Task description | When a line in the listing below contains the word "white", return a copy of that line.

- - - - - - -

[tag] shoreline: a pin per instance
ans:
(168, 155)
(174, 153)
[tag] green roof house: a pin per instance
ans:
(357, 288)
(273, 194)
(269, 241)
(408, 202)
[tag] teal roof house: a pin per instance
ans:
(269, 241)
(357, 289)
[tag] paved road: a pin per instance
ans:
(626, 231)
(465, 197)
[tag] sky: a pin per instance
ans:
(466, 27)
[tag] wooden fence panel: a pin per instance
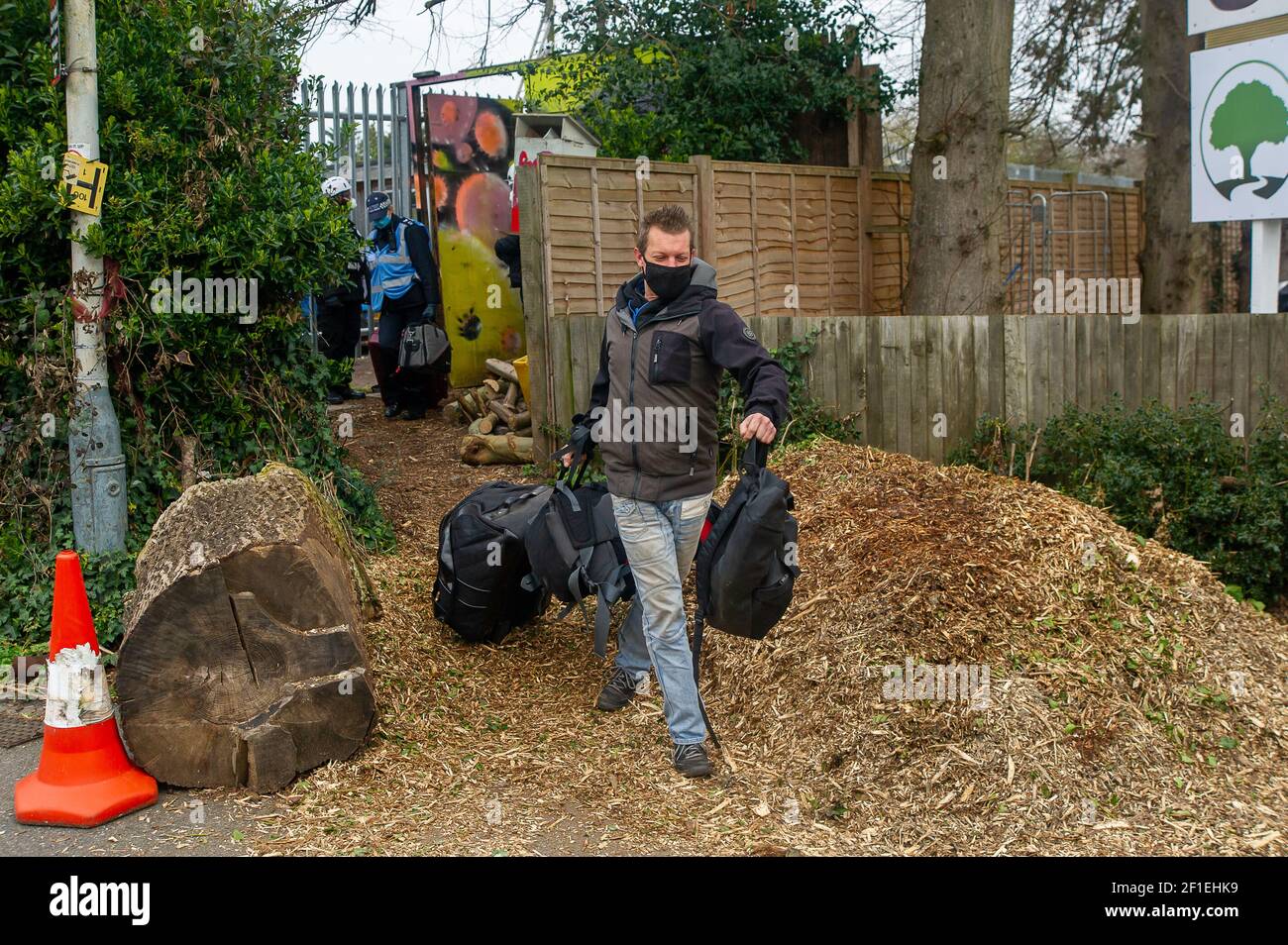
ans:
(906, 380)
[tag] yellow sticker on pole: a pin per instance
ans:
(84, 183)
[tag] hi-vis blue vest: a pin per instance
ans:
(391, 271)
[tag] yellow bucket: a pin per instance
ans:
(520, 366)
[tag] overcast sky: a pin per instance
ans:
(403, 39)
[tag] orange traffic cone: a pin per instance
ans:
(84, 777)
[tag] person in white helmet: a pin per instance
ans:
(340, 306)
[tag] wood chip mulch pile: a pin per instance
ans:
(1129, 704)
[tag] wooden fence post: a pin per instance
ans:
(532, 259)
(704, 201)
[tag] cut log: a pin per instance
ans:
(244, 662)
(452, 412)
(488, 451)
(469, 409)
(502, 368)
(507, 415)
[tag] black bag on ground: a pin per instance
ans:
(576, 551)
(746, 567)
(484, 584)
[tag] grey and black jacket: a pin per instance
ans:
(671, 357)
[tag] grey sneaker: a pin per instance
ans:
(692, 761)
(617, 691)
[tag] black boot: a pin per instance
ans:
(692, 761)
(617, 691)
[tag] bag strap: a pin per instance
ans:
(755, 456)
(696, 649)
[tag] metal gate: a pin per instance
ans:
(365, 136)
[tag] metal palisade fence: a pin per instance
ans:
(368, 138)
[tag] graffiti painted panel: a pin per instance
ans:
(473, 147)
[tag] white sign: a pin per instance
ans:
(1239, 132)
(1214, 14)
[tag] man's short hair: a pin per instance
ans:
(670, 219)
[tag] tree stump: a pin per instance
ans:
(244, 661)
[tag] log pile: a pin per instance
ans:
(498, 424)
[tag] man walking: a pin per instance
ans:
(404, 291)
(340, 306)
(666, 342)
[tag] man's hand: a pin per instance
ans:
(760, 426)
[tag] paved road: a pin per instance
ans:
(172, 827)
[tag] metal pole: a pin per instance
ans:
(94, 435)
(1263, 277)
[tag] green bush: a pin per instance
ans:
(211, 175)
(1175, 475)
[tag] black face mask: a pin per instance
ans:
(668, 280)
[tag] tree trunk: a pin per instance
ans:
(244, 661)
(958, 159)
(1175, 261)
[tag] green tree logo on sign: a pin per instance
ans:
(1250, 115)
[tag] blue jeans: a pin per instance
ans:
(661, 540)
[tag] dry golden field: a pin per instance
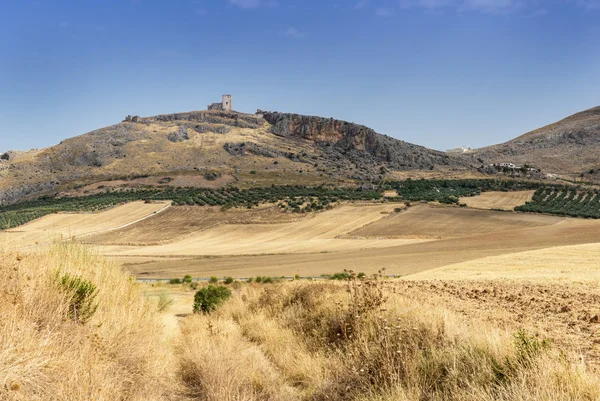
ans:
(51, 227)
(498, 200)
(491, 306)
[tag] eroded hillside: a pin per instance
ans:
(214, 148)
(568, 146)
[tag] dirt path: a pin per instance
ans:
(403, 260)
(498, 200)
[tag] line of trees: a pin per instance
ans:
(572, 202)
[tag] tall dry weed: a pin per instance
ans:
(117, 353)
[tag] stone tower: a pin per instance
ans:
(227, 102)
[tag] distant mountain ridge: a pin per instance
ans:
(569, 146)
(216, 148)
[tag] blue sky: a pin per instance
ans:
(440, 73)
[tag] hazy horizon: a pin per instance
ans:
(438, 73)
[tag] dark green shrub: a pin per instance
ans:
(207, 299)
(82, 297)
(340, 276)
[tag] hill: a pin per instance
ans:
(213, 149)
(569, 146)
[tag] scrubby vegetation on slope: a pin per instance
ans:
(362, 340)
(74, 327)
(449, 191)
(295, 198)
(571, 202)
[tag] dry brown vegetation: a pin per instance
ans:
(369, 339)
(498, 200)
(47, 354)
(181, 222)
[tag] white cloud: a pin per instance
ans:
(248, 4)
(292, 32)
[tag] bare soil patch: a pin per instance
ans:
(498, 200)
(568, 315)
(403, 260)
(425, 221)
(180, 222)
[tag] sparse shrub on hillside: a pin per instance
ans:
(339, 276)
(208, 299)
(82, 297)
(164, 301)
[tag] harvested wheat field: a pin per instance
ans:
(401, 259)
(568, 264)
(180, 222)
(65, 225)
(317, 233)
(426, 221)
(498, 200)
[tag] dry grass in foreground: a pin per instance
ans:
(74, 327)
(365, 341)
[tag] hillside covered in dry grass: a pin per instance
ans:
(213, 149)
(74, 327)
(569, 146)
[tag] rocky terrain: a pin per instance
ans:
(569, 146)
(253, 150)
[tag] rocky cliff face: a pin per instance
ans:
(358, 142)
(255, 148)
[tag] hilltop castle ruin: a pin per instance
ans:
(224, 105)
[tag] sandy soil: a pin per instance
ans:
(402, 260)
(566, 314)
(180, 222)
(572, 264)
(498, 200)
(314, 235)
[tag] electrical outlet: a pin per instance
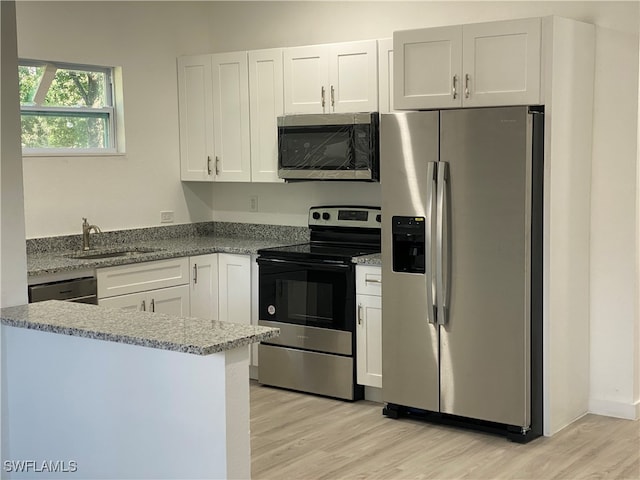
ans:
(253, 203)
(166, 217)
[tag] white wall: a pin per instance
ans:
(614, 286)
(13, 274)
(128, 191)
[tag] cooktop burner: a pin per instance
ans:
(320, 250)
(337, 234)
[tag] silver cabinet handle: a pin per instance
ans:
(428, 247)
(442, 247)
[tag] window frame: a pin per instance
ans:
(108, 110)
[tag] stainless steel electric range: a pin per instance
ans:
(308, 291)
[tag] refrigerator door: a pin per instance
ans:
(408, 152)
(485, 350)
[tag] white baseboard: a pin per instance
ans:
(373, 394)
(629, 411)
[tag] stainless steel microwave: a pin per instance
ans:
(336, 146)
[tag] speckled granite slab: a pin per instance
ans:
(280, 233)
(52, 256)
(154, 330)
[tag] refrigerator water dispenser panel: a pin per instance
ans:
(408, 244)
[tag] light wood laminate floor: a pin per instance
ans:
(299, 436)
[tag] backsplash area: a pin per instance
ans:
(218, 229)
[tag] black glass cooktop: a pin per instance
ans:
(319, 250)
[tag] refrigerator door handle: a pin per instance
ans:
(442, 250)
(428, 247)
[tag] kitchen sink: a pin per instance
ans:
(110, 253)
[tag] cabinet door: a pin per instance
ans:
(231, 117)
(203, 288)
(353, 77)
(427, 68)
(195, 117)
(234, 288)
(133, 302)
(138, 277)
(502, 63)
(369, 340)
(266, 103)
(305, 79)
(385, 75)
(170, 301)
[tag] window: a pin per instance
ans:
(66, 108)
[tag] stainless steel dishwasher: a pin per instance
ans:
(80, 290)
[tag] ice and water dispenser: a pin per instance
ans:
(408, 244)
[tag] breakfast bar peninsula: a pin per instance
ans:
(91, 392)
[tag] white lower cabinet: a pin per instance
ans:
(369, 325)
(215, 286)
(234, 288)
(220, 287)
(160, 286)
(203, 287)
(171, 301)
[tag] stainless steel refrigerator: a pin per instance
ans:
(462, 196)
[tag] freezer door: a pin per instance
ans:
(409, 150)
(484, 350)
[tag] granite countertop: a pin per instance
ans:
(155, 330)
(53, 255)
(59, 261)
(233, 238)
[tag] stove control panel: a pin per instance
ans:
(345, 216)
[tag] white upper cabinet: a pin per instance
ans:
(231, 117)
(196, 117)
(331, 78)
(501, 63)
(486, 64)
(266, 103)
(427, 68)
(385, 75)
(305, 79)
(213, 99)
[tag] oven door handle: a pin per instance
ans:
(323, 265)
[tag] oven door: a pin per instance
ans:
(308, 294)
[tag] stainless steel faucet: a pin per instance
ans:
(86, 230)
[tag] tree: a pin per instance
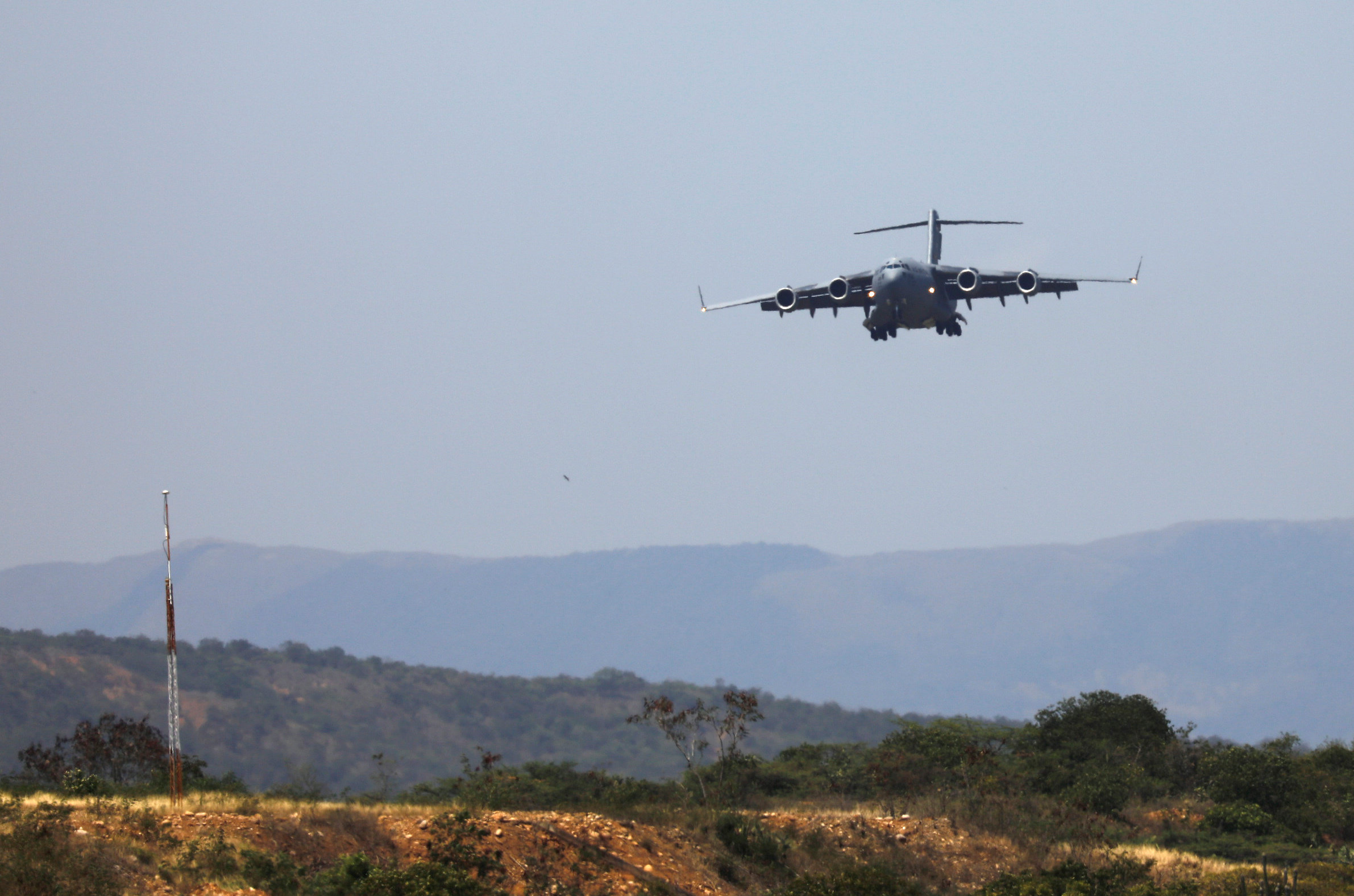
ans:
(1097, 723)
(687, 728)
(123, 752)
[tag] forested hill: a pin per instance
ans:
(261, 712)
(1241, 627)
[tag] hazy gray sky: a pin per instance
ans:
(376, 277)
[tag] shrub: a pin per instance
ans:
(750, 838)
(1105, 788)
(40, 859)
(275, 875)
(79, 783)
(867, 880)
(1120, 877)
(1264, 776)
(1235, 818)
(358, 876)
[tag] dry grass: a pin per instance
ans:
(1172, 865)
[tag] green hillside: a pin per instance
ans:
(261, 712)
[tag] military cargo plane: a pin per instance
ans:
(916, 295)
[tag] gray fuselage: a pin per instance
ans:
(909, 295)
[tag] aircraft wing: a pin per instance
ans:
(998, 285)
(812, 297)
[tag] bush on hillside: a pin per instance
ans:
(1236, 818)
(866, 880)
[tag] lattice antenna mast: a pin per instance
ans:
(172, 650)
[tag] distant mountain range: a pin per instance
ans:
(1241, 627)
(268, 714)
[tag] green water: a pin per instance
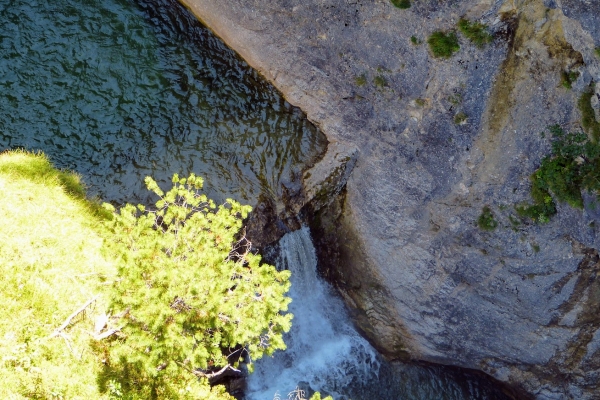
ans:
(121, 89)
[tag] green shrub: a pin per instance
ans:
(573, 166)
(380, 81)
(460, 118)
(414, 40)
(476, 32)
(443, 44)
(190, 293)
(588, 116)
(360, 80)
(403, 4)
(486, 220)
(567, 78)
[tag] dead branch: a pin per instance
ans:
(213, 375)
(106, 334)
(67, 322)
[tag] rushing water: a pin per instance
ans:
(326, 354)
(324, 351)
(121, 89)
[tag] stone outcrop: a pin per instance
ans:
(521, 302)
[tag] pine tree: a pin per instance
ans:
(190, 297)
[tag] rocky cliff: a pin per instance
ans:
(425, 144)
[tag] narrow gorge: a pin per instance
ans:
(396, 200)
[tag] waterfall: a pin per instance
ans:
(324, 351)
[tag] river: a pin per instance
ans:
(120, 89)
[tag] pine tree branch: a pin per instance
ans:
(67, 322)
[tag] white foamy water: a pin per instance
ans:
(323, 350)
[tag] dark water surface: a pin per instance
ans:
(120, 89)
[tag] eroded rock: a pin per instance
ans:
(401, 242)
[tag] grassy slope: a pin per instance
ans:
(51, 264)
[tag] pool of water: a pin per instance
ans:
(121, 89)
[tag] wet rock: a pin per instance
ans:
(401, 241)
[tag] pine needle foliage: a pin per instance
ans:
(192, 296)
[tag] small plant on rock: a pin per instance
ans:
(380, 81)
(486, 220)
(460, 118)
(442, 44)
(360, 80)
(588, 116)
(403, 4)
(476, 32)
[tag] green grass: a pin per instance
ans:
(567, 78)
(460, 118)
(486, 220)
(403, 4)
(588, 117)
(51, 263)
(442, 44)
(476, 32)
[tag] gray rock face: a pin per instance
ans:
(521, 302)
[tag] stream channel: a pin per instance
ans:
(121, 89)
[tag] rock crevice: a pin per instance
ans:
(397, 197)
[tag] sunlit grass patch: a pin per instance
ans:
(51, 263)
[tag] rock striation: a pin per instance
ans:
(422, 145)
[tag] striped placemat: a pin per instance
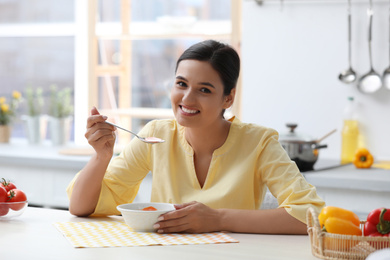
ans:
(118, 234)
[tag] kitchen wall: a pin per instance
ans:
(291, 58)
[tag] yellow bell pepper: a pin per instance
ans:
(338, 213)
(363, 158)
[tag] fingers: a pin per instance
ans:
(178, 220)
(94, 111)
(180, 206)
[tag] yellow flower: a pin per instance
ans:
(5, 108)
(16, 94)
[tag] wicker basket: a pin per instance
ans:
(334, 246)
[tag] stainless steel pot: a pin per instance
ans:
(301, 149)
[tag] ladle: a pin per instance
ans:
(150, 140)
(386, 73)
(371, 81)
(348, 75)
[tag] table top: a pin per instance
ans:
(34, 236)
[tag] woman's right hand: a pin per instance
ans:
(100, 136)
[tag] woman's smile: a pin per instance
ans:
(188, 110)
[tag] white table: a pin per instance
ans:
(33, 236)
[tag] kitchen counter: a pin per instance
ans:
(359, 190)
(33, 236)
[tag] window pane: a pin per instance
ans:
(35, 62)
(36, 11)
(150, 10)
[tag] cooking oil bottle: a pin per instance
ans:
(350, 133)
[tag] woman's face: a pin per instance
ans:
(197, 97)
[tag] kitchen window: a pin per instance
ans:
(117, 55)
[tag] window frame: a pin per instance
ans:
(87, 69)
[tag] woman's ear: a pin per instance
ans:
(229, 99)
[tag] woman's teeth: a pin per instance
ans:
(189, 110)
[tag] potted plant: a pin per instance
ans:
(33, 120)
(7, 113)
(60, 114)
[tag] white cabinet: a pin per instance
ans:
(359, 190)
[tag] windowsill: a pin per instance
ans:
(19, 152)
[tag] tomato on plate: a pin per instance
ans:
(150, 208)
(16, 195)
(3, 194)
(4, 209)
(7, 185)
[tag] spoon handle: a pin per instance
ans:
(124, 129)
(370, 14)
(349, 34)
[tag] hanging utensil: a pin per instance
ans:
(386, 73)
(349, 75)
(371, 81)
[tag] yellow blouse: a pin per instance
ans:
(250, 160)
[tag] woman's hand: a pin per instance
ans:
(192, 217)
(100, 136)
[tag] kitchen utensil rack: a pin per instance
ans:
(335, 246)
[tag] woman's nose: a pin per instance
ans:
(188, 96)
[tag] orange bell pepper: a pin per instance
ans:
(363, 158)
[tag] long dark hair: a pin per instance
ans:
(222, 57)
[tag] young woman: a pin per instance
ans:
(215, 171)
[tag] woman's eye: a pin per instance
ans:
(181, 84)
(205, 90)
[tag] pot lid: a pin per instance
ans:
(293, 136)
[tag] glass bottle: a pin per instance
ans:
(350, 133)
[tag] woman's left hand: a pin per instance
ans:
(192, 217)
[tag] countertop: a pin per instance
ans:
(349, 177)
(33, 236)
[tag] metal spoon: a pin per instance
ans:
(149, 140)
(386, 73)
(349, 75)
(371, 81)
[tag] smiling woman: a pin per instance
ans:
(215, 171)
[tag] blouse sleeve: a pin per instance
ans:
(284, 179)
(123, 176)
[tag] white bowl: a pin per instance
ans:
(9, 210)
(140, 220)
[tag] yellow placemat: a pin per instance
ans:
(117, 233)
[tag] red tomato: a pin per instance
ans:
(3, 194)
(7, 185)
(4, 209)
(150, 208)
(16, 195)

- - - - - - -

Worked solution |
[tag] person in white helmet: a pin per instance
[tag] white sign: a pin per instance
[tag] white cloud: a pin per instance
[tag] white wall: a pin per instance
[tag] white baseboard: a pin per instance
[tag] white lower cabinet: a pin per instance
[tag] white upper cabinet: a pin per instance
[tag] white foamy water: a pin per instance
[tag] white table: a pin per instance
[tag] white cabinet: a pin per instance
[tag] white bowl: a pin per instance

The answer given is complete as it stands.